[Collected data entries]
+++

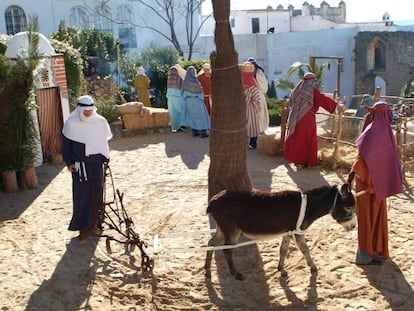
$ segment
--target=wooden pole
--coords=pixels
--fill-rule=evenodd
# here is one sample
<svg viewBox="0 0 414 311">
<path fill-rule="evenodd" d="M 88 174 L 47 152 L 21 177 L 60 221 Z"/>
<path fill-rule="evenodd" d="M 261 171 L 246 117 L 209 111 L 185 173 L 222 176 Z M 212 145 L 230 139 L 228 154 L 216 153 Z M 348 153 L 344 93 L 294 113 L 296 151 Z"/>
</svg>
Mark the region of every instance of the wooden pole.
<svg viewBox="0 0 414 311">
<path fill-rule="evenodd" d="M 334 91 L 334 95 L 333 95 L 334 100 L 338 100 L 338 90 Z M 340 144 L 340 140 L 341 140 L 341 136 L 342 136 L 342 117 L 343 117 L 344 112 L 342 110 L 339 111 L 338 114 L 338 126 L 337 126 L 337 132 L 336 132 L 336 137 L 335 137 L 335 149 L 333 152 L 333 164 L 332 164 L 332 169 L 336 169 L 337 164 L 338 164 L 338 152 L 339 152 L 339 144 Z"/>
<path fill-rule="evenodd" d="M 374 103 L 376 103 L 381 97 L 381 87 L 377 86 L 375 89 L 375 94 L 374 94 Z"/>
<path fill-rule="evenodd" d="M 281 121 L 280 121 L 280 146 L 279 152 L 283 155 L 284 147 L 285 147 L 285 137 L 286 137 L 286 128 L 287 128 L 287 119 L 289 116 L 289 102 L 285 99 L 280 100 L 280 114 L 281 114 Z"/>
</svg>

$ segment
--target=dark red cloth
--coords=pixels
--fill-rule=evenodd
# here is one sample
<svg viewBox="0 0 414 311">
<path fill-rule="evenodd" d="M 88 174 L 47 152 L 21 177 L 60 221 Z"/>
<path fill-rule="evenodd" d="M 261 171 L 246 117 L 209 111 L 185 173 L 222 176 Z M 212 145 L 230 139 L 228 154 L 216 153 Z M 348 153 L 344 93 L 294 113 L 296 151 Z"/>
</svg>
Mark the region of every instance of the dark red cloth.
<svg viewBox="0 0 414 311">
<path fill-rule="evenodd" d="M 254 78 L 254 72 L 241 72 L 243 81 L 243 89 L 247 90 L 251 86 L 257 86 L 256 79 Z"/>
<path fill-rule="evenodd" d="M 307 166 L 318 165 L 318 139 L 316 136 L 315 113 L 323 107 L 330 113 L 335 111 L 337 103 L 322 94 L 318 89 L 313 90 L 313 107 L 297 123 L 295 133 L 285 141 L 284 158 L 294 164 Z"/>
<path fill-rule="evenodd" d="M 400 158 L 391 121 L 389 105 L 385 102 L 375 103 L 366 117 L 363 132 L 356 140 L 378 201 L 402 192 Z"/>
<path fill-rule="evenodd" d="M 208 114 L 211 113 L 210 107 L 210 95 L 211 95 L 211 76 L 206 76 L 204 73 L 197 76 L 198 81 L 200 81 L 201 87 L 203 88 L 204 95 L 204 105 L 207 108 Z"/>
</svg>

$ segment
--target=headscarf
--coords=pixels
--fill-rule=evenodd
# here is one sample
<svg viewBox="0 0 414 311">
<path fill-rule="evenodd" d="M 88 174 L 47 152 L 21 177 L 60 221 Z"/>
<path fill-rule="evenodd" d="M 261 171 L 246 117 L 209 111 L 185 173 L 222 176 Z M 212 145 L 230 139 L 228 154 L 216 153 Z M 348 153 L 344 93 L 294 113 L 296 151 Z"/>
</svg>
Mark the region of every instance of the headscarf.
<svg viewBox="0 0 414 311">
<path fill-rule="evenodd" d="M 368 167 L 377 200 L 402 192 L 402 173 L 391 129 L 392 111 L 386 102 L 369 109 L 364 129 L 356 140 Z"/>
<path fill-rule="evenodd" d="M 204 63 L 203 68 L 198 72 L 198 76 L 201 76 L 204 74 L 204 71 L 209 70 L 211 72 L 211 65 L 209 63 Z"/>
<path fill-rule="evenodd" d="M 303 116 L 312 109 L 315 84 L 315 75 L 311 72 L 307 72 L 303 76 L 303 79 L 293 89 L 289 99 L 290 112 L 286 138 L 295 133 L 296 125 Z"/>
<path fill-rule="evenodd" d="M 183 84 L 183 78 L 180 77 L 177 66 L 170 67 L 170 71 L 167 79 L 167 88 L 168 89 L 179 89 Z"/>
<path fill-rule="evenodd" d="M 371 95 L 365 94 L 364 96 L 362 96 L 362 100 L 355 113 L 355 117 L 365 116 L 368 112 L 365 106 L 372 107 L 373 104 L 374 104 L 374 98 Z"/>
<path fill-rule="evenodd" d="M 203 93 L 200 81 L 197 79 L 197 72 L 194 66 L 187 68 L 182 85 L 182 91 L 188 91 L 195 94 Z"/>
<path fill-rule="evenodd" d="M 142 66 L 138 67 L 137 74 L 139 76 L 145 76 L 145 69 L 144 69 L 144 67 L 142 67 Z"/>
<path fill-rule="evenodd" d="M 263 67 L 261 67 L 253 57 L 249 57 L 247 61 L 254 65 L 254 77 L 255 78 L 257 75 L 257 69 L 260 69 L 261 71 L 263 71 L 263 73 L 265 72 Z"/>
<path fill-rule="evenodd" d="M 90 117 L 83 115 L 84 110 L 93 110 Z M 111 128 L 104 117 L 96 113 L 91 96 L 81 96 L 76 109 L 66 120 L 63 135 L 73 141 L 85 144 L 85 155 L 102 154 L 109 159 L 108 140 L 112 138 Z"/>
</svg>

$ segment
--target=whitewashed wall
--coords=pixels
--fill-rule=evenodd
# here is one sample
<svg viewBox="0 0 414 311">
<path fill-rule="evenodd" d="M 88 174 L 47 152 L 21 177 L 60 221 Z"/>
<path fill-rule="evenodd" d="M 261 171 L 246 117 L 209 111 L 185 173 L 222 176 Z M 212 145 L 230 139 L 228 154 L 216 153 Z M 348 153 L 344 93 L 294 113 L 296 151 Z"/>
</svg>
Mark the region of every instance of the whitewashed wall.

+++

- _What the exercise asks_: What is needed is every entry above, repeated exactly, with the pictures dropped.

- _Reply_:
$ segment
--target=wooden pole
--coords=pixels
--fill-rule=evenodd
# here is one sample
<svg viewBox="0 0 414 311">
<path fill-rule="evenodd" d="M 88 174 L 47 152 L 21 177 L 60 221 Z"/>
<path fill-rule="evenodd" d="M 261 171 L 246 117 L 209 111 L 185 173 L 222 176 Z M 212 145 L 230 139 L 228 154 L 216 153 Z M 348 153 L 344 93 L 294 113 L 296 151 Z"/>
</svg>
Mark the region of every instance of the wooden pole.
<svg viewBox="0 0 414 311">
<path fill-rule="evenodd" d="M 334 91 L 334 95 L 333 95 L 334 100 L 338 100 L 338 90 Z M 340 144 L 340 140 L 341 140 L 341 136 L 342 136 L 342 117 L 343 117 L 344 112 L 342 110 L 339 111 L 338 114 L 338 126 L 337 126 L 337 132 L 336 132 L 336 137 L 335 137 L 335 149 L 333 152 L 333 164 L 332 164 L 332 169 L 336 169 L 337 164 L 338 164 L 338 152 L 339 152 L 339 144 Z"/>
<path fill-rule="evenodd" d="M 374 103 L 376 103 L 381 97 L 381 87 L 377 86 L 375 89 L 375 94 L 374 94 Z"/>
<path fill-rule="evenodd" d="M 281 121 L 280 121 L 280 146 L 279 152 L 283 155 L 284 147 L 285 147 L 285 137 L 286 137 L 286 128 L 287 128 L 287 119 L 289 116 L 289 102 L 285 99 L 280 100 L 280 114 L 281 114 Z"/>
</svg>

$ segment
--target=dark red cloth
--coords=pixels
--fill-rule=evenodd
# here is one sample
<svg viewBox="0 0 414 311">
<path fill-rule="evenodd" d="M 88 174 L 47 152 L 21 177 L 60 221 Z"/>
<path fill-rule="evenodd" d="M 261 171 L 246 117 L 209 111 L 185 173 L 222 176 Z M 212 145 L 230 139 L 228 154 L 216 153 Z M 348 153 L 344 93 L 294 113 L 296 151 Z"/>
</svg>
Mark the region of every instance of the dark red cloth.
<svg viewBox="0 0 414 311">
<path fill-rule="evenodd" d="M 254 78 L 254 72 L 241 72 L 243 81 L 243 89 L 247 90 L 251 86 L 257 86 L 256 79 Z"/>
<path fill-rule="evenodd" d="M 307 166 L 318 165 L 318 139 L 316 136 L 315 113 L 323 107 L 330 113 L 335 111 L 337 103 L 322 94 L 318 89 L 313 90 L 313 107 L 297 123 L 295 133 L 285 141 L 284 158 L 294 164 Z"/>
<path fill-rule="evenodd" d="M 400 158 L 391 121 L 389 105 L 385 102 L 375 103 L 366 117 L 363 132 L 356 140 L 378 201 L 402 192 Z"/>
<path fill-rule="evenodd" d="M 208 114 L 211 113 L 210 107 L 210 95 L 211 95 L 211 76 L 206 76 L 204 73 L 197 76 L 198 81 L 200 81 L 201 87 L 203 88 L 204 95 L 204 105 L 207 108 Z"/>
</svg>

$ segment
--target=headscarf
--coords=pixels
--fill-rule=evenodd
# here is one sample
<svg viewBox="0 0 414 311">
<path fill-rule="evenodd" d="M 88 174 L 47 152 L 21 177 L 60 221 Z"/>
<path fill-rule="evenodd" d="M 261 171 L 246 117 L 209 111 L 185 173 L 222 176 Z M 212 145 L 230 139 L 228 154 L 216 153 Z M 348 153 L 344 93 L 294 113 L 296 151 Z"/>
</svg>
Mark the region of every instance of the headscarf.
<svg viewBox="0 0 414 311">
<path fill-rule="evenodd" d="M 368 167 L 377 200 L 402 192 L 402 173 L 391 129 L 392 111 L 386 102 L 369 109 L 364 129 L 356 140 Z"/>
<path fill-rule="evenodd" d="M 204 63 L 203 68 L 198 72 L 198 76 L 201 76 L 204 74 L 204 71 L 209 70 L 211 72 L 211 65 L 209 63 Z"/>
<path fill-rule="evenodd" d="M 303 116 L 312 109 L 315 84 L 315 75 L 311 72 L 307 72 L 303 76 L 303 79 L 293 89 L 289 99 L 290 112 L 286 138 L 295 133 L 296 125 Z"/>
<path fill-rule="evenodd" d="M 183 84 L 183 78 L 180 77 L 177 66 L 170 67 L 170 71 L 167 79 L 167 88 L 168 89 L 179 89 Z"/>
<path fill-rule="evenodd" d="M 371 95 L 365 94 L 364 96 L 362 96 L 362 100 L 355 113 L 355 117 L 365 116 L 368 112 L 365 106 L 372 107 L 373 104 L 374 104 L 374 98 Z"/>
<path fill-rule="evenodd" d="M 203 93 L 200 81 L 197 79 L 197 72 L 194 66 L 187 68 L 182 85 L 182 91 L 188 91 L 195 94 Z"/>
<path fill-rule="evenodd" d="M 142 66 L 138 67 L 137 74 L 139 76 L 145 76 L 145 69 L 144 69 L 144 67 L 142 67 Z"/>
<path fill-rule="evenodd" d="M 263 67 L 261 67 L 253 57 L 249 57 L 247 61 L 254 65 L 254 77 L 255 78 L 257 75 L 257 69 L 260 69 L 261 71 L 263 71 L 263 73 L 265 72 Z"/>
<path fill-rule="evenodd" d="M 90 117 L 83 115 L 84 110 L 93 110 Z M 111 128 L 104 117 L 96 113 L 91 96 L 81 96 L 76 109 L 66 120 L 63 135 L 73 141 L 85 144 L 85 155 L 102 154 L 109 159 L 108 140 L 112 138 Z"/>
</svg>

$ segment
--target=whitewashed wall
--coords=pixels
--fill-rule=evenodd
# here is one sample
<svg viewBox="0 0 414 311">
<path fill-rule="evenodd" d="M 88 174 L 47 152 L 21 177 L 60 221 Z"/>
<path fill-rule="evenodd" d="M 261 171 L 246 117 L 209 111 L 185 173 L 222 176 Z M 212 145 L 230 139 L 228 154 L 216 153 Z M 348 153 L 344 93 L 294 113 L 296 151 Z"/>
</svg>
Mark the region of every instance of the whitewashed wall.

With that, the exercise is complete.